TASKS TO CARRY OUT:
[1] In the review roundup, decide whether each statement (a), (b) and (c) agrees with the text. Answer yes or no for each, and quote the deciding words. (a) The price given for the book is $15.99. (b) Ms. Yingling Reads says Leon has the best friends in teen literature. (c) Book Sense chose the book as a Fall 2008 pick.
[2] Name every blog quoted under the heading "BLOG REVIEWS:" in the review roundup.
[3] Carry on the review roundup for Pirates of the Retail Wasteland from the point where it ends.

PASSAGE SHOWN:
Pirates of the Retail Wasteland Review Roundup

BLOG REVIEWS:

The Goddess of YA Literature: "The entire cast of characters of this novel is memorable. There are precious few books that show gifted kids for what they can be: miscreants intent on bending all the rules as far as they can before they break....Selzer captures them with all their spirit, their quick thinking, their sense of humor, and their ability to find logic when there is none apparent."

Mrs. Hill's Book Blog:"Adam Selzer is hilarious!"

Ms. Yingling Reads: "Leon has the best parents in teen literature."

Bookslut:"This is a very unusual group of kids..."



OTHER REVIEWS:

From Book Sense (for which the book was a Summer 2008 pick):

PIRATES OF THE RETAIL WASTELAND, by Adam Selzer (Delacorte Books for Young Readers, $15.99, 9780385734820 / 0385734824) "Pirates of the Retail Wasteland follows the exploits of a group of cynical, disaffected, and talented high school students who rouse themselves from their torpor to try and save the last non-chain business on their town's strip -- a grungy, congenial coffee shop called Sip. Selzer's character are dead-on, and his readers will thoroughly enjoy this one." --Kenny Brechner, Devaney, Doak & Garrett Booksellers, Farmington, ME(full review)

ENTRIES PROVIDED:
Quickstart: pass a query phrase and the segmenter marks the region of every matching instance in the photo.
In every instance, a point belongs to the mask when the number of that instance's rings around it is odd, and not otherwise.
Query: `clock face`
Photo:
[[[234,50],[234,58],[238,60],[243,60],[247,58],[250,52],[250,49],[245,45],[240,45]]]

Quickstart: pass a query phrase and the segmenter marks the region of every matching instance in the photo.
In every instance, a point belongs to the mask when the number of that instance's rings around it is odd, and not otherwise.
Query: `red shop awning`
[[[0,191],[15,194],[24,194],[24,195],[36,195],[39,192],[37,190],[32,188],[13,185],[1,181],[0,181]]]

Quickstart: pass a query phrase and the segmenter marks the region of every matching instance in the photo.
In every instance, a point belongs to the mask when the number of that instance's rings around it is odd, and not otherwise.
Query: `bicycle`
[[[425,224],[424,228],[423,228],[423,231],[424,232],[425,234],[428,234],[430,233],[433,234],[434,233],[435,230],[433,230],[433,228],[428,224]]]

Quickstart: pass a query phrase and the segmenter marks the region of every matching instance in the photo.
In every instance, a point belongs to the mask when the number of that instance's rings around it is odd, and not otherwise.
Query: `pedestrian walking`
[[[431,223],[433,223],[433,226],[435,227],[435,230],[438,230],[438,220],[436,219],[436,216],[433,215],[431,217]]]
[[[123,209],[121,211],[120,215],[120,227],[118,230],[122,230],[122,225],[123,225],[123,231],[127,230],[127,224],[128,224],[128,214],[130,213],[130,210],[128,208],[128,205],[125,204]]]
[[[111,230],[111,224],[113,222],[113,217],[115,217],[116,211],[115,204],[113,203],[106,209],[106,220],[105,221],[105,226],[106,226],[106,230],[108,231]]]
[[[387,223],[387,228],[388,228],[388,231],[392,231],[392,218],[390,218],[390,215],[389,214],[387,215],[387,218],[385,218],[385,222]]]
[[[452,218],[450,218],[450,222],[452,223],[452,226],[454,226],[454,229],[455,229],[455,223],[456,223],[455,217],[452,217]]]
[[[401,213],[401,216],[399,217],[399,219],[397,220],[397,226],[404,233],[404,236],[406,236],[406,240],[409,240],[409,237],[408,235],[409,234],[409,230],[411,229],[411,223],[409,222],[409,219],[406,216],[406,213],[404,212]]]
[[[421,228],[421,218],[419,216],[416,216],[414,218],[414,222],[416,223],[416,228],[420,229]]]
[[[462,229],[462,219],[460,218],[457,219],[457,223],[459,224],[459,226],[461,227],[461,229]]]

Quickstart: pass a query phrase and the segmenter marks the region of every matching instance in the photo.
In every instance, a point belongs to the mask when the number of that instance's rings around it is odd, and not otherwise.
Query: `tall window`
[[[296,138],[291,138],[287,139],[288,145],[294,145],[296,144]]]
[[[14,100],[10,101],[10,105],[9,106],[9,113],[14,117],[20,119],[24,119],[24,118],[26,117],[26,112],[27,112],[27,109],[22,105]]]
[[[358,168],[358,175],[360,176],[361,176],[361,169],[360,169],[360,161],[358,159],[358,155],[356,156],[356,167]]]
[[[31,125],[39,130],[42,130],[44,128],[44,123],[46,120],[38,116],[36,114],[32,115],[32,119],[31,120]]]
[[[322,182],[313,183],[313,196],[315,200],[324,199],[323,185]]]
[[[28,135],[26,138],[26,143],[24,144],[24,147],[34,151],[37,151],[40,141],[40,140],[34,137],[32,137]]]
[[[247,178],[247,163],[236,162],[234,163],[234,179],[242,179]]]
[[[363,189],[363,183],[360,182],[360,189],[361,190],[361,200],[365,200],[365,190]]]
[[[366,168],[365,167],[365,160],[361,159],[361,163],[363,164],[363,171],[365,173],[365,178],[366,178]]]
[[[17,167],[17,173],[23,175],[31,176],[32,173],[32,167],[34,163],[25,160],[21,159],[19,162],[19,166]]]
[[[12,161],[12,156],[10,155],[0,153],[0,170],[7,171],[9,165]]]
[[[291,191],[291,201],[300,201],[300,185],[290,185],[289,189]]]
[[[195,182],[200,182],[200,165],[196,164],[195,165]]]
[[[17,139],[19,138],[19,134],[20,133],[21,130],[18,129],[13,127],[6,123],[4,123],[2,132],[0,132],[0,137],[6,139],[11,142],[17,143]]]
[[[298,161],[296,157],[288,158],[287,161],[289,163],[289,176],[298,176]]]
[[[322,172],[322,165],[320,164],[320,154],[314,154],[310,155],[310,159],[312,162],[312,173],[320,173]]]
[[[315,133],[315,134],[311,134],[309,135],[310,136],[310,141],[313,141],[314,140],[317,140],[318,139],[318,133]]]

RESPONSES:
[1]
(a) Yes: "$15.99"
(b) No: "Leon has the best parents in teen literature."
(c) No: "for which the book was a Summer 2008 pick"

[2] The Goddess of YA Literature, Mrs. Hill's Book Blog, Ms. Yingling Reads, Bookslut

[3]
From Teenspace:

When, at age thirteen, you create an avant-garde sex–ed video that puts your entire school in a an uproar (How to Get Suspended and Influence People), it might be hard for the average person to figure out how to make their fourteenth year just as memorable. Of course, Leon Noside Harris is not your average person, and that’s kind of the point. For his next act, Leon, part of a group of gifted students, decides to enlist the help of his friends in staging and filming a takeover of a coffee house, part of a behemoth chain, which is threatening to push his favorite little neighborhood shop out of business. When he is not busy filming, Leon spends his time attempting to evade his outwardly quiet classmate, Jenny, who is crushing on him big time, and his accountant father, who’s matching his son’ s offbeat outlook by sporting a green Mohawk. This breezy, comic tale is as invigorating and as smoothly satisfying as a good caffe latte.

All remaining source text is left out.